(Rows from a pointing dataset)
------------------------------------
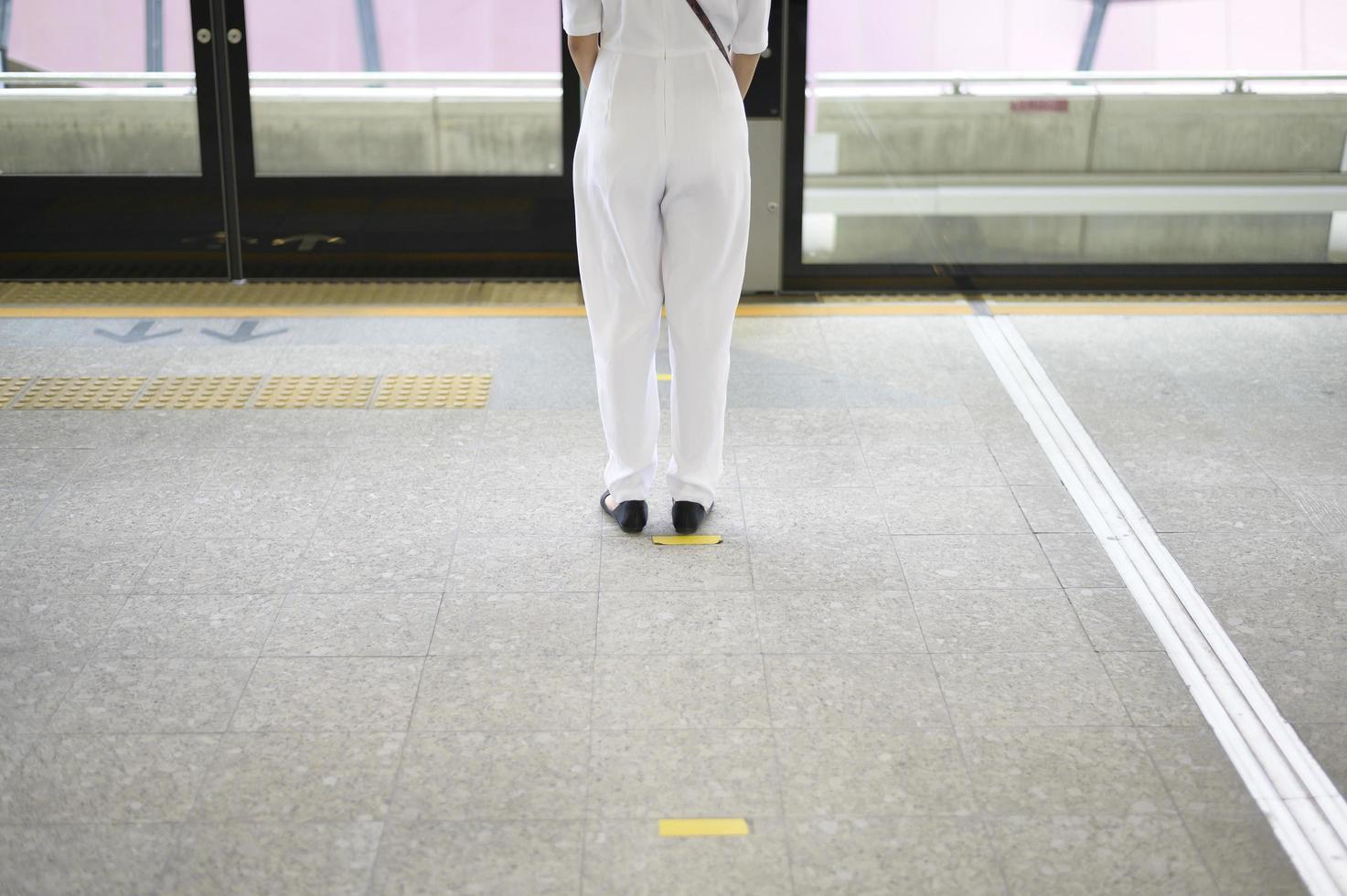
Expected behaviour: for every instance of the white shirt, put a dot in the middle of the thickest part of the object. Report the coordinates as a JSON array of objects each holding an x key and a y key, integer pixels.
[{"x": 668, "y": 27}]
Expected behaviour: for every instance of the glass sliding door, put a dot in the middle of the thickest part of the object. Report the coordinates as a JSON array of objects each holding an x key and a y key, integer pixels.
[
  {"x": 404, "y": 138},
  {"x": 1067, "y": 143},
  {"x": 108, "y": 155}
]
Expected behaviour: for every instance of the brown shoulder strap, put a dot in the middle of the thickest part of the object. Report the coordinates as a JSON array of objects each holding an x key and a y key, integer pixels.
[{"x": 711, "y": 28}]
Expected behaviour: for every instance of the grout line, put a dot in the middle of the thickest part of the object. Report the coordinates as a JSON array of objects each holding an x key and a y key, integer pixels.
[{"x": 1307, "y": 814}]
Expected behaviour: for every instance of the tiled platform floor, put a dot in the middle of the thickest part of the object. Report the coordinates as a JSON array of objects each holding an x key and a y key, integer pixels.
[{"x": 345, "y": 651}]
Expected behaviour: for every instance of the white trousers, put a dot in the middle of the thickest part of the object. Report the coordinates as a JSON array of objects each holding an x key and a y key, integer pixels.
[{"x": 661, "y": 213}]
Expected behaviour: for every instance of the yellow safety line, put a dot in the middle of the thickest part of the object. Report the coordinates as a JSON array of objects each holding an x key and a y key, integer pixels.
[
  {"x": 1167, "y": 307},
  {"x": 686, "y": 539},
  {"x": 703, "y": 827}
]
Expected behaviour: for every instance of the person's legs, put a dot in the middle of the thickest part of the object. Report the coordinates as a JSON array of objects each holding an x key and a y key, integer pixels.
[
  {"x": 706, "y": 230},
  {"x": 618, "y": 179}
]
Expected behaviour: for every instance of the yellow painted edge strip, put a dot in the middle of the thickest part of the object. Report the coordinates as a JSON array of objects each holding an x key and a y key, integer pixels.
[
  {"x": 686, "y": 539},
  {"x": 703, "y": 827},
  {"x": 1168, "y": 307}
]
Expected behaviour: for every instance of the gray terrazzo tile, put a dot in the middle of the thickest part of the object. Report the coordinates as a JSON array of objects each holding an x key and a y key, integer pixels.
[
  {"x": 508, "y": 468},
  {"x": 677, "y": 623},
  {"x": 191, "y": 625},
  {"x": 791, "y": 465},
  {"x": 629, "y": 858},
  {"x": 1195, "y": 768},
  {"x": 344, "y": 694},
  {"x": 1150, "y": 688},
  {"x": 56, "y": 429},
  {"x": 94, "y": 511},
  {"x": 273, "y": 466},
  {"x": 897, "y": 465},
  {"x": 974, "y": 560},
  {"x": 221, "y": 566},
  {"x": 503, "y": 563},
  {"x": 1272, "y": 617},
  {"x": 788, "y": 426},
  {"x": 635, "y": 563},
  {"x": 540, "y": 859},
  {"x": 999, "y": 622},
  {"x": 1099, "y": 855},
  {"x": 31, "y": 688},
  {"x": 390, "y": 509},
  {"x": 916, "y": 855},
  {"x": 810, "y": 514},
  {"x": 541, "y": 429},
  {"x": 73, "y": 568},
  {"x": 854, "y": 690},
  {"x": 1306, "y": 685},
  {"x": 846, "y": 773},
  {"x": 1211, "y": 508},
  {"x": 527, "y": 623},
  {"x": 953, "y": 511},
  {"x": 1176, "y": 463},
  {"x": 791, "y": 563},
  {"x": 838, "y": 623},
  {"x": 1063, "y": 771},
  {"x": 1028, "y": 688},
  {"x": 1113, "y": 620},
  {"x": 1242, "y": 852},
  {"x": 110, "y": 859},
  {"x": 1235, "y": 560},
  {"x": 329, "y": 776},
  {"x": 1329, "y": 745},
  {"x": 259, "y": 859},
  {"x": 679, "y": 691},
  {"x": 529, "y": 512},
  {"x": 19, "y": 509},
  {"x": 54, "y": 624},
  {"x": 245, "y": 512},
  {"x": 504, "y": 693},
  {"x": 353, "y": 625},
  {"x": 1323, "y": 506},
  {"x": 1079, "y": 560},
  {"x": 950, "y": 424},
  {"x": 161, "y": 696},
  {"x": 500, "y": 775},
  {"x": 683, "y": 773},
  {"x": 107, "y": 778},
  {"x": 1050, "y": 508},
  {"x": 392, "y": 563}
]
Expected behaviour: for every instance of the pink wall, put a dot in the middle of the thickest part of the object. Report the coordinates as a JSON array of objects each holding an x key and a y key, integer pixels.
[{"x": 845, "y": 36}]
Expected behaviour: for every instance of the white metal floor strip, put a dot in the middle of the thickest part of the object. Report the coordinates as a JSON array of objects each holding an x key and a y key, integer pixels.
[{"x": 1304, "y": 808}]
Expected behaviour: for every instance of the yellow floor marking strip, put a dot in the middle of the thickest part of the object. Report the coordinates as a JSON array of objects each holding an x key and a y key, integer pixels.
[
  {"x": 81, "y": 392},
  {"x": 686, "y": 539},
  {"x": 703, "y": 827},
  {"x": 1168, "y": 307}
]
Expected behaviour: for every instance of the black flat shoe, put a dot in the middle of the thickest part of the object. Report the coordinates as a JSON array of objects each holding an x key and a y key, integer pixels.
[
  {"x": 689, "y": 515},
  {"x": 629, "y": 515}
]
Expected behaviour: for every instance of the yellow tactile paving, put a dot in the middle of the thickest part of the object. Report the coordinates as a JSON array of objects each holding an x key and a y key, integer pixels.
------------------------------------
Written task — Write out the whole listing exactly, and drop the pictures.

Answer for the task —
Expected behaviour: for every instance of the white shirt, put a dot in the middle of the thickest part of the object. Report the coordinates as a JSON array of objects each holding an x key and a y key, integer pixels.
[{"x": 668, "y": 27}]
Expected behaviour: for every instance of the glass sliding door, put a dot in the middle of the thickest part of the object. Report the coordinates as a JSON array of objects each holding an x key and a y key, integer pixels.
[
  {"x": 404, "y": 138},
  {"x": 1067, "y": 143},
  {"x": 108, "y": 155}
]
Expected behaviour: for every instance of the brown shoulder strap, put a dot in the middle of the thickest part of the object. Report the coordinates as a JSON array of objects each holding an x key and a y key, integer pixels.
[{"x": 711, "y": 28}]
Expected behaviour: for every instance of the grout line, put a dot in the middle of the thickest part of the object. Report the coordinates as a JSON array of objects each holding an x key and a y key, integer pixels.
[{"x": 1307, "y": 814}]
Expected behaviour: for every instance of the tiled platform floor, put a dot in the middle of the thickest part of the object. Report the coordinates as a JSON array of objects each holding an x key and a y key, integer pixels.
[{"x": 345, "y": 651}]
Expected behaviour: for every instance of the white trousers, put a dot in the middle of the thickest part of the object. Report the coordinates as a JSON array of objects each holding an x key and a y key, integer pixels.
[{"x": 661, "y": 213}]
Expected behaviour: for every instance of the yellow safety line, put a dot in the middle of the thickest part of the object. Report the coordinates as a JSON array of objects each holding an x key and a y key, integer pixels.
[
  {"x": 1167, "y": 307},
  {"x": 686, "y": 539},
  {"x": 703, "y": 827}
]
Expected behaviour: for every instance of the person's legs, put a dot in the middle of the thickest part of the object. Report the coordinates as a JSON array of objects each holding an x key and a y key, integer pixels.
[
  {"x": 706, "y": 230},
  {"x": 618, "y": 179}
]
Expected behaviour: for every instance of the yellow painted edge strip, put a dot in the middle of the thickest part of the object. Report the coordinates as a JSON array of objects each holding an x key and a y key, integer pixels.
[
  {"x": 686, "y": 539},
  {"x": 703, "y": 827},
  {"x": 1168, "y": 307}
]
Expected behaviour: for every instance of the gray terrazzo tile, put a dot in the middle of the thickest part of the object. Report the coordinates as a JSON array of objects each holding an x key and a y key, integer pixels.
[
  {"x": 508, "y": 468},
  {"x": 677, "y": 623},
  {"x": 191, "y": 625},
  {"x": 791, "y": 465},
  {"x": 629, "y": 858},
  {"x": 1195, "y": 768},
  {"x": 344, "y": 694},
  {"x": 1150, "y": 688},
  {"x": 56, "y": 429},
  {"x": 94, "y": 511},
  {"x": 273, "y": 466},
  {"x": 897, "y": 465},
  {"x": 974, "y": 560},
  {"x": 221, "y": 566},
  {"x": 503, "y": 563},
  {"x": 1272, "y": 617},
  {"x": 788, "y": 426},
  {"x": 635, "y": 563},
  {"x": 540, "y": 859},
  {"x": 999, "y": 622},
  {"x": 1099, "y": 855},
  {"x": 31, "y": 688},
  {"x": 390, "y": 509},
  {"x": 916, "y": 855},
  {"x": 810, "y": 514},
  {"x": 541, "y": 429},
  {"x": 73, "y": 568},
  {"x": 854, "y": 690},
  {"x": 1306, "y": 685},
  {"x": 846, "y": 773},
  {"x": 1211, "y": 508},
  {"x": 527, "y": 623},
  {"x": 953, "y": 511},
  {"x": 1176, "y": 463},
  {"x": 791, "y": 563},
  {"x": 838, "y": 623},
  {"x": 1063, "y": 771},
  {"x": 1028, "y": 688},
  {"x": 1113, "y": 620},
  {"x": 1242, "y": 852},
  {"x": 110, "y": 859},
  {"x": 1235, "y": 560},
  {"x": 329, "y": 776},
  {"x": 1329, "y": 745},
  {"x": 259, "y": 859},
  {"x": 679, "y": 691},
  {"x": 529, "y": 512},
  {"x": 19, "y": 509},
  {"x": 54, "y": 624},
  {"x": 245, "y": 512},
  {"x": 504, "y": 693},
  {"x": 353, "y": 625},
  {"x": 1323, "y": 506},
  {"x": 1079, "y": 560},
  {"x": 950, "y": 424},
  {"x": 161, "y": 696},
  {"x": 500, "y": 775},
  {"x": 683, "y": 773},
  {"x": 107, "y": 778},
  {"x": 1050, "y": 508},
  {"x": 392, "y": 563}
]
Expected behaviour: for every instance of the pink wall, put a dot in the middle of the thickest part of the object. Report the coordinates as a JSON array of objects each holding an x key and a y key, integer pixels.
[{"x": 845, "y": 36}]
Expected behaviour: for every instance of the white metal floor strip, put a dot in the middle of the thickest part of the object. Report the coordinates as a JSON array of objects each holding an x key and a y key, integer pixels.
[{"x": 1304, "y": 808}]
Expected behaviour: for every instance of the yellow floor marking strip, put a dot in the middle of the thickest part of the object. Report the coordinates as a JSON array of objects each holding an x key and a y key, integer pixels.
[
  {"x": 81, "y": 392},
  {"x": 686, "y": 539},
  {"x": 703, "y": 827},
  {"x": 1168, "y": 307}
]
Expected behaviour: for every instance of the black flat shoe, put a dot in the middle of the thickest part of the object. Report the coordinates as a JSON array of objects each holding an x key and a y key, integer pixels.
[
  {"x": 689, "y": 515},
  {"x": 629, "y": 515}
]
Expected behaviour: for every instance of the yellow tactile paving, put a dot in the middle of the thickest part of the object. Report the coordinates as a JSON array of objects each holding an x key and a y key, integer pixels.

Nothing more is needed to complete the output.